_WHAT THE TASK REQUIRES_
Write out each line of the entries below that holds the word "dress".

═════ DATA FOR PROCESSING

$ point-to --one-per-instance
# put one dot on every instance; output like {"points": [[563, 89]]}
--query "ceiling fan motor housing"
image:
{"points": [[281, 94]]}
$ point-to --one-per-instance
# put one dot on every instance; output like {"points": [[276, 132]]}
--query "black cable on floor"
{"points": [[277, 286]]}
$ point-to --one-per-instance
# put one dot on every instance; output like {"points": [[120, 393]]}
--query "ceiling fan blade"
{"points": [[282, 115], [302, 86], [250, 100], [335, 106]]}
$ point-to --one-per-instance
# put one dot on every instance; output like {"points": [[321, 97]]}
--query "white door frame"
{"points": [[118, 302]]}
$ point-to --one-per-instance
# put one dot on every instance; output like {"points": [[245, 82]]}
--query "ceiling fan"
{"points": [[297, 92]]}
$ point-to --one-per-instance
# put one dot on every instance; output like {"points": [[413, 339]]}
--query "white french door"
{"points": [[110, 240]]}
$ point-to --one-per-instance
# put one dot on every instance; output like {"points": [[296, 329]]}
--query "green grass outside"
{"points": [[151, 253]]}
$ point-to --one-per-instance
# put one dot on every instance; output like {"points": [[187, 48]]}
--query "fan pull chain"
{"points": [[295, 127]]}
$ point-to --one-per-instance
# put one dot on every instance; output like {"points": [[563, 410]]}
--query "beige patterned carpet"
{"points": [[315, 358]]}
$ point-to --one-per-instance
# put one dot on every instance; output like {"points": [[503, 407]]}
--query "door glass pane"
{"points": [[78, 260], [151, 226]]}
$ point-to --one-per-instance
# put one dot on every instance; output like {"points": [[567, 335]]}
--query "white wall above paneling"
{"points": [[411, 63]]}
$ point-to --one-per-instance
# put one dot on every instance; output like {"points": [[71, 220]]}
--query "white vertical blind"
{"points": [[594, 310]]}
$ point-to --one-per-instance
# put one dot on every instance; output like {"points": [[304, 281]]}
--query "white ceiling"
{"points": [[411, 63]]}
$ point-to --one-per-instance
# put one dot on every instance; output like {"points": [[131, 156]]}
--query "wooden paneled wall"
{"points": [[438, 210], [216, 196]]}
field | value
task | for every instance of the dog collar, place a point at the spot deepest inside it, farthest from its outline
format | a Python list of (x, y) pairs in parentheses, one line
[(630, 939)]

══════════
═════ DATA FOR PROCESSING

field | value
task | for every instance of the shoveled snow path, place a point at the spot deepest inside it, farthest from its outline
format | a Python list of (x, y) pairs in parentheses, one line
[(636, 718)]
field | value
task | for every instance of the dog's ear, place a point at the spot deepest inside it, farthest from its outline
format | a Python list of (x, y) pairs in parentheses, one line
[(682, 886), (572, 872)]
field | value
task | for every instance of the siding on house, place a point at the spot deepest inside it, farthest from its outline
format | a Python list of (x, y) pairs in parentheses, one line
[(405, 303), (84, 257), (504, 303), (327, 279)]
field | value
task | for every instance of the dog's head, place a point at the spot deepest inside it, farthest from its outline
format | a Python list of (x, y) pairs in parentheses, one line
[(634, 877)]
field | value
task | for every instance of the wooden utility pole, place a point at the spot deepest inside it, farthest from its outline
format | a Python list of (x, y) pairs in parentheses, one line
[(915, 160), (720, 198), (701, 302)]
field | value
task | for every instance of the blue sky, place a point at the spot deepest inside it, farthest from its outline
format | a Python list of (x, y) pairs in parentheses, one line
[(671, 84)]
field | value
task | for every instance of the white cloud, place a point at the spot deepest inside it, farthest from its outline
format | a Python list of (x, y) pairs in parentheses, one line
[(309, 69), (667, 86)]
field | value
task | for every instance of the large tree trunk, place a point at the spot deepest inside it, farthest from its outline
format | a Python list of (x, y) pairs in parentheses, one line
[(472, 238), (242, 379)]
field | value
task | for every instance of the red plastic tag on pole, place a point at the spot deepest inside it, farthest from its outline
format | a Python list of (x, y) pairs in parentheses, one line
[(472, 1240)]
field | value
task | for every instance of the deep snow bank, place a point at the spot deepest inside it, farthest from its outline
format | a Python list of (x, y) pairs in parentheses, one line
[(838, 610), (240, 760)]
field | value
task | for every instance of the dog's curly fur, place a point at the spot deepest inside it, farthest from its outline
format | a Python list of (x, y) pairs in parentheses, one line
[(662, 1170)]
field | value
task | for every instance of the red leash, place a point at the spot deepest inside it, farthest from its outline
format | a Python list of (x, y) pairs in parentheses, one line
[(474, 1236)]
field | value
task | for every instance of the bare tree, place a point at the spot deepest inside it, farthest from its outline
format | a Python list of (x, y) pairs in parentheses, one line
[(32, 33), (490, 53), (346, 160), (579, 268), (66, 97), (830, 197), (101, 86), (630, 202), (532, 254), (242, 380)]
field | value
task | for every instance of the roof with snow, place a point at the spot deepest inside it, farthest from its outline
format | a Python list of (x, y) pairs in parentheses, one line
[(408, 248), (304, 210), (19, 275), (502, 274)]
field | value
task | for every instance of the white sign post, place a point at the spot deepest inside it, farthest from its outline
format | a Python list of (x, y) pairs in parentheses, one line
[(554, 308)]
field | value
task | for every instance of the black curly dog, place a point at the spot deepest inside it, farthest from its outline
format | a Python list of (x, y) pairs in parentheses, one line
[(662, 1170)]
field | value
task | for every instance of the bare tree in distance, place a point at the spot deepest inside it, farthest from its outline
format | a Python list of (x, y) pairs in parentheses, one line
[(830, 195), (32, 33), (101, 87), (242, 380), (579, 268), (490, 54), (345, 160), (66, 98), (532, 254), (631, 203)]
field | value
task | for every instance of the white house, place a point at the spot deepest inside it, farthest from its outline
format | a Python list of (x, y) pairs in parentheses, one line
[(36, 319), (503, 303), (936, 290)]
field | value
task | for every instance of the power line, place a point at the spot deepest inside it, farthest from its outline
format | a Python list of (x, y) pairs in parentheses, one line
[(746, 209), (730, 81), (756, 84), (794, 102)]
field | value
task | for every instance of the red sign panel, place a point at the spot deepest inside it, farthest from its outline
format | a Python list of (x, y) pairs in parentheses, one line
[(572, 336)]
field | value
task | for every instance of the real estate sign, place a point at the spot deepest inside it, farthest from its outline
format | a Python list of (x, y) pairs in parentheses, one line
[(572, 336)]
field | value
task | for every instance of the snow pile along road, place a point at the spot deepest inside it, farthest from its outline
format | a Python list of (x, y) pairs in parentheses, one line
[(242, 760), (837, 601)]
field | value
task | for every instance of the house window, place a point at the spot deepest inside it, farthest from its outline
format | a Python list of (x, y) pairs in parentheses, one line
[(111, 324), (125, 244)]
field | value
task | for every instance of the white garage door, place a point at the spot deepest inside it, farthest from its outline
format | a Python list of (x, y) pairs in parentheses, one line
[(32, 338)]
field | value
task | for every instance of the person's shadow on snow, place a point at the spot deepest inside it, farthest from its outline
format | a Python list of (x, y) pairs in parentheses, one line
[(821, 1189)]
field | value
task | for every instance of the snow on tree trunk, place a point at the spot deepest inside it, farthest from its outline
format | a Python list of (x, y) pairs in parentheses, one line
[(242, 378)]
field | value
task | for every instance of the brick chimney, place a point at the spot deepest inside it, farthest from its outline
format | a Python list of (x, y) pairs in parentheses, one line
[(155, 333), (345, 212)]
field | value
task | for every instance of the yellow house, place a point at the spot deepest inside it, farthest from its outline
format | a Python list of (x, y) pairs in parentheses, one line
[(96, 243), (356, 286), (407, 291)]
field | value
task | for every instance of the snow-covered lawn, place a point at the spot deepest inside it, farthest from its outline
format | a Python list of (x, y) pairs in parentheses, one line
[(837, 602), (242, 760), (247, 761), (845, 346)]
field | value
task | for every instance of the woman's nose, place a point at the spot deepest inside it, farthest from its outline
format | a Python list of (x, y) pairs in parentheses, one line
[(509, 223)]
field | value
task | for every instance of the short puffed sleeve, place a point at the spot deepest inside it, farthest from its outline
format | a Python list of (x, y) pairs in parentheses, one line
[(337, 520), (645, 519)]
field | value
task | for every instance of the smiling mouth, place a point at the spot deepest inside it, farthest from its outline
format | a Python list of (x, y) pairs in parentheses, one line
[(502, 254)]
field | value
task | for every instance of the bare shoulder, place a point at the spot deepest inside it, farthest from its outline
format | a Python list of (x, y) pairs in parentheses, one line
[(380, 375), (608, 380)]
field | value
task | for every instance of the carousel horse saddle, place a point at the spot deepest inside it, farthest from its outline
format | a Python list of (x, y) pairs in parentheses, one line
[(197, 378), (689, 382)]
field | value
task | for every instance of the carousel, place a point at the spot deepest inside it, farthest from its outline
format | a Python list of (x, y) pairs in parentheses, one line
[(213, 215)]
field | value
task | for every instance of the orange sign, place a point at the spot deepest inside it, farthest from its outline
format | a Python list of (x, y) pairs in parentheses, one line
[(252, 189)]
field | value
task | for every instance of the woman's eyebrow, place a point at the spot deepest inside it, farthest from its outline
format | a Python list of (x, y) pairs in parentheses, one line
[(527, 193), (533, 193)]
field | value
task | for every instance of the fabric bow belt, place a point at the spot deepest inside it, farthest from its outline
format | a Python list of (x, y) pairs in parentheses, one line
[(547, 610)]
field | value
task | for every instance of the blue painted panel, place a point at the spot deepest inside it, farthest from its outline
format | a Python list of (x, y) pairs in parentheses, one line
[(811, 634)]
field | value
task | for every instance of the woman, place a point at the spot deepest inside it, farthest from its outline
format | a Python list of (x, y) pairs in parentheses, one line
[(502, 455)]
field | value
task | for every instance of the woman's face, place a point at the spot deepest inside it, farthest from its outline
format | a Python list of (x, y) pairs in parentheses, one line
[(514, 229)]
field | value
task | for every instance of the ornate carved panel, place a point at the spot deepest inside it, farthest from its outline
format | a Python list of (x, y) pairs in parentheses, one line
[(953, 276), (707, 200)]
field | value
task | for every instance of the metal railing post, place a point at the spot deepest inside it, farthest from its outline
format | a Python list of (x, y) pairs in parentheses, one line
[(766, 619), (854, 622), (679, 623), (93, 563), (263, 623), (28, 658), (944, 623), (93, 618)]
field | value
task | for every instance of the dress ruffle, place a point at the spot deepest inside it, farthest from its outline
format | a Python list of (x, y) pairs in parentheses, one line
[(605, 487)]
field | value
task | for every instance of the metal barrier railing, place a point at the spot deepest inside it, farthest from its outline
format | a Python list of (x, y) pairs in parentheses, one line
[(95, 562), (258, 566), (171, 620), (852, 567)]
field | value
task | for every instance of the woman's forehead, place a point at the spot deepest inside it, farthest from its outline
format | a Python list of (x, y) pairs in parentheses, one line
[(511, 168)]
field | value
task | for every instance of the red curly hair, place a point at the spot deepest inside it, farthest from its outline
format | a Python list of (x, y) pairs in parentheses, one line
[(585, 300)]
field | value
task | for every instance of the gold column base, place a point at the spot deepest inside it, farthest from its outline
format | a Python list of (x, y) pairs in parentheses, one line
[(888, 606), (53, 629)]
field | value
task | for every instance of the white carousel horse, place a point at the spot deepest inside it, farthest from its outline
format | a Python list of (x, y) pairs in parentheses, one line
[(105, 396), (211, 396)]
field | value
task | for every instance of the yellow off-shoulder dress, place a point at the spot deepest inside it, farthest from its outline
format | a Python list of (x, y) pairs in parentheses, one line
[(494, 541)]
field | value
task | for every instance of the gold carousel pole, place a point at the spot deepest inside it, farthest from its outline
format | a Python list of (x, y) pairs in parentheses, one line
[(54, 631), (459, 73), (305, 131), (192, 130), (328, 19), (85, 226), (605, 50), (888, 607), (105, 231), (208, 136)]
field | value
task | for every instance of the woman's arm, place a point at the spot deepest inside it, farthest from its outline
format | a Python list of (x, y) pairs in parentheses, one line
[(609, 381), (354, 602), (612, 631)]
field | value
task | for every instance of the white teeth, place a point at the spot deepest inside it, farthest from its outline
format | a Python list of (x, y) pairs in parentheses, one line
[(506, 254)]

══════════

_TASK RESPONSE_
task | for every instance of the dress ruffle, place a point at the spot deepest inside it, farthest from its outline
task | for every instance of the yellow off-shoulder dress, place a point at the spot deepest inside it, farthest from its outline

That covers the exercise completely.